- _Task details_
Please reproduce the entries below exactly, leaving the pictures out.

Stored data
○ ○ ○
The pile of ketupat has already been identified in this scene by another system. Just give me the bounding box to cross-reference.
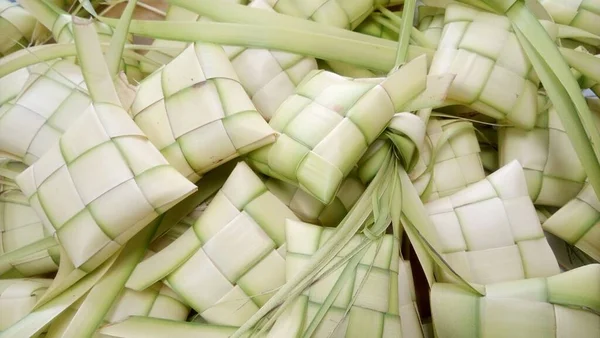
[0,0,599,336]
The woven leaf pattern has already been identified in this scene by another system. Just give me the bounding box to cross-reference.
[15,101,197,272]
[275,220,401,338]
[141,0,318,121]
[131,43,276,182]
[265,174,365,227]
[0,60,90,165]
[425,161,560,285]
[411,118,485,202]
[0,190,58,277]
[0,0,35,57]
[429,4,539,128]
[155,162,297,326]
[499,105,600,207]
[543,183,600,262]
[540,0,600,36]
[0,278,51,330]
[248,58,426,204]
[268,0,399,30]
[431,264,600,338]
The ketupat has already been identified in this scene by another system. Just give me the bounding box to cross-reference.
[1,0,600,336]
[140,0,318,121]
[14,19,197,272]
[248,55,428,204]
[429,3,539,129]
[499,101,600,207]
[425,160,560,284]
[126,162,296,326]
[268,219,403,337]
[130,42,277,183]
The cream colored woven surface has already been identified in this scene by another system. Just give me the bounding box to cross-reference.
[131,43,276,182]
[411,118,485,202]
[0,60,90,165]
[141,0,318,121]
[499,105,600,207]
[161,162,296,326]
[0,190,58,277]
[429,3,539,129]
[431,264,600,338]
[543,183,600,262]
[540,0,600,35]
[0,278,52,330]
[268,0,401,30]
[276,219,402,338]
[15,101,196,272]
[425,161,560,285]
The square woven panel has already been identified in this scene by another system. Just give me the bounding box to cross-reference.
○ ○ ○
- _Written response_
The pile of ketupat has already been identified in this scene by another system. Just give me the bounding box to cross-reference.
[0,0,599,336]
The woven leaf pattern has already been identified in this scene by another system. Just give me the bounding box to cross-reference.
[15,101,197,272]
[275,220,401,338]
[141,0,318,121]
[131,43,276,182]
[265,174,365,227]
[0,60,90,165]
[425,161,560,285]
[411,118,485,202]
[0,190,58,277]
[0,0,35,57]
[429,4,539,128]
[155,162,297,326]
[499,105,600,207]
[543,183,600,262]
[540,0,600,36]
[0,278,51,330]
[248,58,426,204]
[268,0,399,30]
[431,264,600,338]
The ketupat has already been identified in this scene by another system. Just give me the bounding box to cross-reference.
[1,0,600,336]
[140,0,318,121]
[14,19,197,272]
[248,55,428,204]
[429,3,539,129]
[499,101,600,207]
[425,160,560,284]
[126,162,296,326]
[268,219,403,337]
[130,42,277,183]
The cream colored woven surface has already been identified in this scene by another system. Just give me the bounding box to cross-reference.
[131,43,276,182]
[411,118,485,202]
[0,60,90,165]
[141,0,318,121]
[499,105,600,207]
[161,162,296,326]
[0,190,58,277]
[429,3,539,129]
[431,264,600,338]
[543,183,600,262]
[540,0,600,35]
[0,278,52,330]
[268,0,401,30]
[276,219,402,338]
[15,101,196,272]
[425,161,560,285]
The square woven panel has already been identified in this scene by another system. Just give me the bounding box to cross-reference.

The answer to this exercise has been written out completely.